Records from a data source:
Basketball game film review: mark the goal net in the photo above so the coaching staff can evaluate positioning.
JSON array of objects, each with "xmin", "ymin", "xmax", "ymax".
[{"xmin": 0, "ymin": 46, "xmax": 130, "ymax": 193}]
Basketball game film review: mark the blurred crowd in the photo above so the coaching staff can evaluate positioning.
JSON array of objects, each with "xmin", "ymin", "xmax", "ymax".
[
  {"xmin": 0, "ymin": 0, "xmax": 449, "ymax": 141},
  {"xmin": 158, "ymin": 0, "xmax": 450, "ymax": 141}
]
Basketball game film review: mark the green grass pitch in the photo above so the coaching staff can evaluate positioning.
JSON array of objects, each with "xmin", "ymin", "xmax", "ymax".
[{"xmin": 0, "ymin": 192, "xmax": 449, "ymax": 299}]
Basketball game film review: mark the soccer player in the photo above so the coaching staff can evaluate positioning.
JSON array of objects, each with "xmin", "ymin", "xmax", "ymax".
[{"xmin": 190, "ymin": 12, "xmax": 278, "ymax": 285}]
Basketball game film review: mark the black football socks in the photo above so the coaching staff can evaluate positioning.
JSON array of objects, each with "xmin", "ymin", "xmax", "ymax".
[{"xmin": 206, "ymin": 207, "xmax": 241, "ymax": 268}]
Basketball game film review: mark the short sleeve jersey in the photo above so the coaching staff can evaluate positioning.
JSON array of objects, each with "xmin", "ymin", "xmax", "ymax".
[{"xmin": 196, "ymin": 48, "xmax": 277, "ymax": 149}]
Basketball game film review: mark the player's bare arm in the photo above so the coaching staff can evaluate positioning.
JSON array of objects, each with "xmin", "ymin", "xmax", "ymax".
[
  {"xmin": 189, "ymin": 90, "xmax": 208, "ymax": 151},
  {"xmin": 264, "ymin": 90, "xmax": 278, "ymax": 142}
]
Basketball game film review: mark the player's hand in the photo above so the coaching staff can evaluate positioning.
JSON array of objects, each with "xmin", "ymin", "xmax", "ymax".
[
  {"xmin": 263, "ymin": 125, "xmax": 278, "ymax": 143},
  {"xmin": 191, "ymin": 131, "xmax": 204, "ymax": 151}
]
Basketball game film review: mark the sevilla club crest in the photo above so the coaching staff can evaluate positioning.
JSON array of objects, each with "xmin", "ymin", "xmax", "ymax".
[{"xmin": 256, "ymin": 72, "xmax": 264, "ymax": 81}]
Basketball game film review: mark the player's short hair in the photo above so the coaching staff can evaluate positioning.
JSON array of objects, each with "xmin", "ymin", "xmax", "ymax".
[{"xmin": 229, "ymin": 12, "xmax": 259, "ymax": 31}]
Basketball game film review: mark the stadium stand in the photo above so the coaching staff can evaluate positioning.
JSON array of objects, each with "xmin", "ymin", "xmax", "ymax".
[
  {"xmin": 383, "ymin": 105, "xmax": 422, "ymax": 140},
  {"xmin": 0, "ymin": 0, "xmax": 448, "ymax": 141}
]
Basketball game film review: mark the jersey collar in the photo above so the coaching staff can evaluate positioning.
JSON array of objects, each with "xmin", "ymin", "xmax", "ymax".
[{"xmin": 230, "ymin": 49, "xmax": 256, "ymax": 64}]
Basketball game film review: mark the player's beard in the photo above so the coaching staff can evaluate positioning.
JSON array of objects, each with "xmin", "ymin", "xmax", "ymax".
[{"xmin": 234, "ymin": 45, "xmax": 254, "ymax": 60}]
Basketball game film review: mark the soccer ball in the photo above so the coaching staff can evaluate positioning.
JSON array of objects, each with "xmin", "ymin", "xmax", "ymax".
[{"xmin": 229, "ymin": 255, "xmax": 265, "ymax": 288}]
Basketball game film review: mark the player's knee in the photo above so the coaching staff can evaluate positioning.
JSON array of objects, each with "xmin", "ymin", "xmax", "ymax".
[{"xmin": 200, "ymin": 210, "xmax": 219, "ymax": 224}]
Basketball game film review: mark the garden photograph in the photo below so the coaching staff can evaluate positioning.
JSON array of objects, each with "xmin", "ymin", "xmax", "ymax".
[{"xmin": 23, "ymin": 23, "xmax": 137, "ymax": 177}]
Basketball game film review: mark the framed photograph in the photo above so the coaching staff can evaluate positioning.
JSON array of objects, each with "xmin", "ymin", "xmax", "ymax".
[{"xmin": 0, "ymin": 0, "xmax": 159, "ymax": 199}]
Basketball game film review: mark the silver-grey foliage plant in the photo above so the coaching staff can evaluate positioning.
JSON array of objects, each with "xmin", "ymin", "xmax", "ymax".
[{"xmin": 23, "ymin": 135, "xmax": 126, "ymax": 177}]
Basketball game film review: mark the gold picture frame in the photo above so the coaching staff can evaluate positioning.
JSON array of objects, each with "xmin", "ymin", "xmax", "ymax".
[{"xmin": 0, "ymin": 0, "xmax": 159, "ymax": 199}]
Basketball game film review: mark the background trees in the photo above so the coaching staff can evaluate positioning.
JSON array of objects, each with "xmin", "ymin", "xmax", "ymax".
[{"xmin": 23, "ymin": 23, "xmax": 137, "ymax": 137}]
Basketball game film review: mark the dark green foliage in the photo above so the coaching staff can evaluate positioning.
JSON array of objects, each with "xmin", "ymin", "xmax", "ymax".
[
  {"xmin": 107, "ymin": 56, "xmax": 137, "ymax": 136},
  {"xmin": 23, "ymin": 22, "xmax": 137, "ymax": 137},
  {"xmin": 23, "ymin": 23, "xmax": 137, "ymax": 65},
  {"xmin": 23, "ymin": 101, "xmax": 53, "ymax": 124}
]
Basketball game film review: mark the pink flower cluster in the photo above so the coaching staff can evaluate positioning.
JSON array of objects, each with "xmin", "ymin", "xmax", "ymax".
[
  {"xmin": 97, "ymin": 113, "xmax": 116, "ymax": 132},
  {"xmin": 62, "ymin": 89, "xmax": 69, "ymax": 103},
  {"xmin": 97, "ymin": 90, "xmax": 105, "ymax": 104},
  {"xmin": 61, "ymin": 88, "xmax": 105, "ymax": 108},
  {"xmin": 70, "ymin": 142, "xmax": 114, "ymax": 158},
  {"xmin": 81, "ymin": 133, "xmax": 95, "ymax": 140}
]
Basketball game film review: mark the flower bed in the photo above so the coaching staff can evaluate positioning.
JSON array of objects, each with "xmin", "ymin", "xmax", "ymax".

What needs to be done
Each record must be reproduced exactly, with nothing missing.

Task output
Basketball game film review: mark the goal net in the photo above so the coaching staff can evaluate positioning.
JSON array of objects, each with "xmin", "ymin", "xmax", "ymax".
[{"xmin": 0, "ymin": 46, "xmax": 130, "ymax": 193}]
Basketball game film review: mark the blurred crowd in the photo above so the coaching staff can evaluate positioning.
JSON array of objects, each with "xmin", "ymin", "xmax", "ymax".
[
  {"xmin": 0, "ymin": 0, "xmax": 449, "ymax": 141},
  {"xmin": 158, "ymin": 0, "xmax": 450, "ymax": 141}
]
Basketball game film review: mark the green grass pitch in the photo above so the coaching staff can evaluate positioning.
JSON array of objects, each with "xmin", "ymin", "xmax", "ymax".
[{"xmin": 0, "ymin": 192, "xmax": 449, "ymax": 299}]
Basketball game film review: mark the soccer player in the photo above so the coaching staff can evaluate positioning.
JSON array of objects, each with "xmin", "ymin", "xmax", "ymax".
[{"xmin": 190, "ymin": 12, "xmax": 278, "ymax": 285}]
Basketball game film review: mark the black football socks in the photo above so the coaching staff can evaluate positioning.
JSON array of objects, each with "xmin", "ymin", "xmax", "ymax".
[{"xmin": 206, "ymin": 207, "xmax": 241, "ymax": 268}]
Basketball game film review: mark the short sleeve jersey in the photo above so the coaching staff can evaluate positioning.
JSON array of objects, each with "xmin", "ymin", "xmax", "ymax".
[{"xmin": 196, "ymin": 48, "xmax": 277, "ymax": 149}]
Basketball game film review: mark the player's bare arm in the photo above so the coaching staff can evaluate positioning.
JSON array of objects, each with "xmin", "ymin", "xmax", "ymax".
[
  {"xmin": 189, "ymin": 90, "xmax": 208, "ymax": 151},
  {"xmin": 264, "ymin": 90, "xmax": 278, "ymax": 142}
]
Basketball game film review: mark the player's hand in the photo above so the coaching staff can evaluate positioning.
JSON array of objects, each with "xmin", "ymin", "xmax", "ymax".
[
  {"xmin": 263, "ymin": 125, "xmax": 278, "ymax": 143},
  {"xmin": 191, "ymin": 131, "xmax": 204, "ymax": 151}
]
Basketball game film review: mark the sevilla club crest in the photo above so the coaching staff can evaluate positioning.
JSON array of objects, each with "xmin", "ymin", "xmax", "ymax".
[{"xmin": 256, "ymin": 72, "xmax": 264, "ymax": 81}]
Basketball game film review: mark the player's short hair in the photo above so the coaching staff can evaluate positioning.
JSON array of objects, each with "xmin", "ymin", "xmax", "ymax".
[{"xmin": 229, "ymin": 12, "xmax": 259, "ymax": 31}]
Basketball game film review: mark the stadium stand in the photo above so the coaching staff can evaluate positioning.
JSON array of objects, each with "xmin", "ymin", "xmax", "ymax".
[
  {"xmin": 383, "ymin": 105, "xmax": 422, "ymax": 140},
  {"xmin": 0, "ymin": 0, "xmax": 448, "ymax": 141}
]
Basketball game film review: mark the jersey collar in the photo above so the coaching staff can evaluate positioning.
JSON array of objects, each with "xmin", "ymin", "xmax", "ymax".
[{"xmin": 230, "ymin": 49, "xmax": 256, "ymax": 64}]
Basketball game film review: mark the player's beard in the photo above so the coaching staff can evaluate positioning.
JSON array of objects, each with "xmin", "ymin", "xmax", "ymax".
[{"xmin": 234, "ymin": 45, "xmax": 254, "ymax": 60}]
Basketball game film review: mark the soccer ball in the photo above so the coaching staff can evaluate positioning.
JSON array of objects, each with "xmin", "ymin", "xmax", "ymax".
[{"xmin": 229, "ymin": 255, "xmax": 265, "ymax": 288}]
Basketball game film review: mark the player's knee in the photo above so the coaching staff can evaluate positioning.
JSON array of objects, each with "xmin", "ymin", "xmax", "ymax".
[{"xmin": 200, "ymin": 210, "xmax": 219, "ymax": 224}]
Basketball game film review: mark the garden photograph in the photo below so the coaching staff can evaluate positioning.
JSON array of objects, each with "xmin", "ymin", "xmax", "ymax".
[{"xmin": 23, "ymin": 23, "xmax": 137, "ymax": 177}]
Basketball game film review: mark the framed photograph in the photo above so the coaching staff can evaluate positioning.
JSON array of objects, each with "xmin", "ymin", "xmax", "ymax".
[{"xmin": 0, "ymin": 0, "xmax": 159, "ymax": 199}]
Basketball game film review: mark the silver-grey foliage plant in the photo above so the coaching staff can evaluate positioning.
JSON array of objects, each with "xmin", "ymin", "xmax", "ymax".
[{"xmin": 23, "ymin": 135, "xmax": 126, "ymax": 177}]
Basketball game film review: mark the gold picture frame in the photo above so the coaching staff can evaluate positioning.
JSON array of objects, each with "xmin", "ymin", "xmax", "ymax".
[{"xmin": 0, "ymin": 0, "xmax": 159, "ymax": 199}]
Basketball game film review: mark the background trees in the photo above so the coaching staff can evaluate positioning.
JSON array of objects, each with "xmin", "ymin", "xmax", "ymax".
[{"xmin": 23, "ymin": 23, "xmax": 137, "ymax": 137}]
Basketball game film review: mark the dark green foliage in the photo above so the coaching staff can evaluate positioning.
JSON array of objects, each with "xmin", "ymin", "xmax", "ymax".
[
  {"xmin": 107, "ymin": 56, "xmax": 137, "ymax": 136},
  {"xmin": 23, "ymin": 22, "xmax": 137, "ymax": 137},
  {"xmin": 23, "ymin": 23, "xmax": 137, "ymax": 65},
  {"xmin": 23, "ymin": 101, "xmax": 53, "ymax": 124}
]
Basketball game film review: mark the pink flower cluster in the photo above so the coaching staff can evaluate positioning.
JSON array of objects, each with "xmin", "ymin", "xmax", "ymax".
[
  {"xmin": 97, "ymin": 113, "xmax": 116, "ymax": 132},
  {"xmin": 62, "ymin": 89, "xmax": 69, "ymax": 103},
  {"xmin": 97, "ymin": 90, "xmax": 105, "ymax": 104},
  {"xmin": 61, "ymin": 88, "xmax": 105, "ymax": 108},
  {"xmin": 70, "ymin": 142, "xmax": 114, "ymax": 158},
  {"xmin": 81, "ymin": 133, "xmax": 95, "ymax": 140}
]
Basketball game film review: mark the flower bed in the photo above so the coaching staff can evaluate positioning.
JSON array of objects, each with "xmin", "ymin", "xmax", "ymax".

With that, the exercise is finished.